* _Text excerpt_:
§ §

PJ Harvey: The Only Girl in the Village
From Puncture October 1992 , # 25
by Martin Aston

Here in England, we've learned to look to North America to taste the cutting edge of female singer/songwriting--the twisting psychodrama of Throwing Muses ' Kristin Hersh, the neotraditionalism of Mary Margaret O'Hara, the folk-art weave of Jane Siberry , the currently lauded bedsitter balladry of Tori Amos . Today, from the southwest England town of Yeovil, near the ancient Druid temple of Stonehenge, Polly Jean Harvey redefines sharp.

Like Hersh and Patti Smith , she is part of a group. In PJ Harvey, she punctuates her post-punk guitar grazing with slithers of slide guitar and violin, while bassist Ian Olliver and drummer Rob Ellis retain an almost jazz-trio, pre-punk air of dexterity. Harvey served a brief apprenticeship in the little known Automatic Dlamini, but otherwise their combined experience is negligible. They emerged from nowhere.

In contrast to Yeovil's bucolic haziness, Harvey's music is raw and confrontational, a jagged hybrid of folk-blues and rock tussle that lurks somewhere between the dynamics of Throwing Muses and the Pixies . In her lyrics for the two UK singles "Dress" and "Sheela-na-gig" and for the debut album Dry (on Island in the US), feminine introspection, vulnerability, and indecision in the face of pressure are taken close to the bone. This may not be new, but contradictions between head and heart have rarely been expressed so forcibly, and no one else (certainly no male) is mapping this terrain in this way. As UK monthly Select sums it up: "liberation, devotion, lust, the abyss, tenderness, triumph, trauma."

Harvey has won a reputation for being withdrawn and difficult. An almost insouciant smile can defeat impromptu requests for snapshots, as at this year's Glastonbury festival. Questions may meet a refusal to explain what she feels is already clear. Harvey won't unravel her psyche.

Select left humor off their list. Both "Dress" and "Sheela-na-gig" scan pain and pleasure, devotion and despair, love and lust with a check-out-the-irony grimace--even an outright laugh. "It's hard to walk in a dress/It's not easy/Spinning over like a heavy-loaded fruit tree," Harvey sings in "Dress," a violin mimicking her lament, scraping along like worn-out fingernails as she mocks the perils of costume. "He said, `Sheela-na-gig, you exhibitionist!'" she sings. "He said, `take your dirty pillows away from me!'"

She admits humor is integral. "Things can be much more powerful with it. Otherwise people think you're po-faced." And there is something hysterical about the way Harvey gets red-blooded boys singing along on "You leave me dry."

§ §

* _Data records_:
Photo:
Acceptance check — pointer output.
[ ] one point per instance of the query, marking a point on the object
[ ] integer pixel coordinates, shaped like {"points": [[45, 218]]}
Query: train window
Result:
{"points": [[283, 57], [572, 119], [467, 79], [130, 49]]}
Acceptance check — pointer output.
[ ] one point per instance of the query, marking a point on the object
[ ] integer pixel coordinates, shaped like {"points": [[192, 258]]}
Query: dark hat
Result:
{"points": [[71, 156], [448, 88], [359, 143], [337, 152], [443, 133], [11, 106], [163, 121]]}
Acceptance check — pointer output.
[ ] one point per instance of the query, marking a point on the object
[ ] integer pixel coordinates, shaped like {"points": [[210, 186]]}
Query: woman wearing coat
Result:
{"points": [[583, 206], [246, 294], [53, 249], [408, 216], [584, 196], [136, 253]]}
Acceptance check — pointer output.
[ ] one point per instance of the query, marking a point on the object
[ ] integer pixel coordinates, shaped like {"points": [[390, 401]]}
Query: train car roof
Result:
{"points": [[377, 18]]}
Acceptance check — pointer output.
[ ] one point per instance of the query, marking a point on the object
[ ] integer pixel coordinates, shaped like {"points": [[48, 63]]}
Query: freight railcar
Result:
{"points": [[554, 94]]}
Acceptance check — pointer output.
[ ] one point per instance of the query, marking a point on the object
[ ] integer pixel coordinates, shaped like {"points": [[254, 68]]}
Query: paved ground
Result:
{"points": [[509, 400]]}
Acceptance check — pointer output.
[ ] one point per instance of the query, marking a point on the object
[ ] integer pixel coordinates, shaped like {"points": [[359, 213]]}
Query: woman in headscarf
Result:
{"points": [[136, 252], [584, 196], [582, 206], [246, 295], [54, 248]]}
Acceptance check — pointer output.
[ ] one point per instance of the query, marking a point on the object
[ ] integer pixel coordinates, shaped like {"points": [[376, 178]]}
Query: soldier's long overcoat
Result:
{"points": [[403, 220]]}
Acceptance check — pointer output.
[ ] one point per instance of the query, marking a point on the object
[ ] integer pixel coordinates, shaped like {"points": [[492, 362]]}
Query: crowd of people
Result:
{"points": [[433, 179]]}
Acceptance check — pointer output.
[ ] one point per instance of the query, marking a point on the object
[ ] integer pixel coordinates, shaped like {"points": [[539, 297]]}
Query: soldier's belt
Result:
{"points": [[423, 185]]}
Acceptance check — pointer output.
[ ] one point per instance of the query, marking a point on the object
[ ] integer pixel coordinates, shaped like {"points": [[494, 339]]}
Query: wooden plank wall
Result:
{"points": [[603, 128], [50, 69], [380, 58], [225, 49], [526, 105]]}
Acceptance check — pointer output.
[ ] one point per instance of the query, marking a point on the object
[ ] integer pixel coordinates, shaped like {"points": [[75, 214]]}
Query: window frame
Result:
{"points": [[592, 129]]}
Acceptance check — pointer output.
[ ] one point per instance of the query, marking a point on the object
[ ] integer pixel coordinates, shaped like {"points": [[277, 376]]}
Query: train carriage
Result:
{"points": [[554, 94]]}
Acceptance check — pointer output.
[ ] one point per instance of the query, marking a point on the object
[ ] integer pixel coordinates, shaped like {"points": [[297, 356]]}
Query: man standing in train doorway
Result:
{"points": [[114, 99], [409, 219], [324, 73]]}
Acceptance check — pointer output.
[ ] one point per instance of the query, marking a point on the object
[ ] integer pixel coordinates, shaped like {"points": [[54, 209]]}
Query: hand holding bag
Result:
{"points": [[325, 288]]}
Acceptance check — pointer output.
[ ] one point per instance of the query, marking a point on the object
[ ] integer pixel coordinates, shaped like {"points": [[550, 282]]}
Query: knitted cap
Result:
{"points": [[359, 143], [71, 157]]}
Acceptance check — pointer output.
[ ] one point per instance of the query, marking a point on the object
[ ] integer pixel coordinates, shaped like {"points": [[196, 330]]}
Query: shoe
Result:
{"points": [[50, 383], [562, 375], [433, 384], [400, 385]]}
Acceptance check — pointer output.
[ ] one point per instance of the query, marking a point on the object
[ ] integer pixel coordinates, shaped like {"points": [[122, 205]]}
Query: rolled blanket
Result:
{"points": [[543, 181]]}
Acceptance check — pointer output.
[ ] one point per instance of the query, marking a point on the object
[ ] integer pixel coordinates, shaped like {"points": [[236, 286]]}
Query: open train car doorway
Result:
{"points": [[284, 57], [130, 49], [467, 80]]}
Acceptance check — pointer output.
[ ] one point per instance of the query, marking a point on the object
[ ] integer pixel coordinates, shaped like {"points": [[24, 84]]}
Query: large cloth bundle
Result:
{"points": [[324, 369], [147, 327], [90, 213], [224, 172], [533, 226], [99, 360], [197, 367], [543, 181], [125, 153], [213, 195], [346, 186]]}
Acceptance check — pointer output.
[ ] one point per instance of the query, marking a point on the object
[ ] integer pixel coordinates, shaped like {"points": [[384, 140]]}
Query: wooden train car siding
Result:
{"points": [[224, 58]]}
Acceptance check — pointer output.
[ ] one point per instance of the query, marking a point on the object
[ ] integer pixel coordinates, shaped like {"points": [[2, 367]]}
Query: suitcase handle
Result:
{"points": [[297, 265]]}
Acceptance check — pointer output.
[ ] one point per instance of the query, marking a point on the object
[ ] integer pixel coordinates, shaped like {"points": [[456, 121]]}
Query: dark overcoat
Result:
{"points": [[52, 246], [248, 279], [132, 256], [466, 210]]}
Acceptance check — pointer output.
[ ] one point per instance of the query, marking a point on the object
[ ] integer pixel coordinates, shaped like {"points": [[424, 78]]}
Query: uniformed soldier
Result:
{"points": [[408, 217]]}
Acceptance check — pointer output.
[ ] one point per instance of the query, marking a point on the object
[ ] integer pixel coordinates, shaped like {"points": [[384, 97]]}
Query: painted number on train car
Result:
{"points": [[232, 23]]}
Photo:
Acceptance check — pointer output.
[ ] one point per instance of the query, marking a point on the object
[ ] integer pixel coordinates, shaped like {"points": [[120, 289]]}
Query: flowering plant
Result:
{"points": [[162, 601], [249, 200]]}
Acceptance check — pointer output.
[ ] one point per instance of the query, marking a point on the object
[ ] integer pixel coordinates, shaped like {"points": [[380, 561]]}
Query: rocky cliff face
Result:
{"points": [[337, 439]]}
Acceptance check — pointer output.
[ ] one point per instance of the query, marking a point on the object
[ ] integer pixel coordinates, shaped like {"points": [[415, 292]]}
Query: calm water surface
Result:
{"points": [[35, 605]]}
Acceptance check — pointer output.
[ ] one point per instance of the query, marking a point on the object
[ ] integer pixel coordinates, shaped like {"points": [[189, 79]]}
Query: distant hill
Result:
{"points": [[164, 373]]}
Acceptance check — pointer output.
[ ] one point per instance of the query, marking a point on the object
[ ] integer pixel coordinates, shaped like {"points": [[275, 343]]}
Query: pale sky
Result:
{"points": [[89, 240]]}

§ §

* _Tasks to complete_:
A. Translate this sentence from the PJ Harvey article into Spanish: "Harvey has won a reputation for being withdrawn and difficult."
B. Pick up the PJ Harvey article right after its last sentence and write what comes next.

* _Task responses_:
A. Harvey se ha ganado la reputación de ser reservada y difícil.

B.
Her comments on "Sheela-na-gig" help explain the music's tension between extremes. "A Sheela-na-gig is a Celtic stone carving, originally from Ireland, of a female figure crouching down, pulling her vagina open and laughing insanely. What I like about it is that she's laughing, and ripping herself apart. Humor and horrificness.

"Extremes are important to me. It's what I'm particularly about and what I'm currently feeling. It's the kind of drive I want to get musically. It didn't always work on Dry, but next time will be better. I've done a version of Bob Dylan 's "Highway 61 Revisited" for a tribute record (to be released on UK label Imaginary) and it works really well. Dylan's words to that song are amazing. He works with extremes, too, like a film edit from one verse to the next, from almost-Biblical to modern-day imagery."

Another hero is the Pixies' Charles Francis, "who can incorporate humor into a serious song. I saw him play solo in London last year. His songs are so strong with just a guitar. I enjoyed them even more than the Pixies, who I already like a lot. It's not for me to say I sound like them, but he's probably been an influence. I admire him."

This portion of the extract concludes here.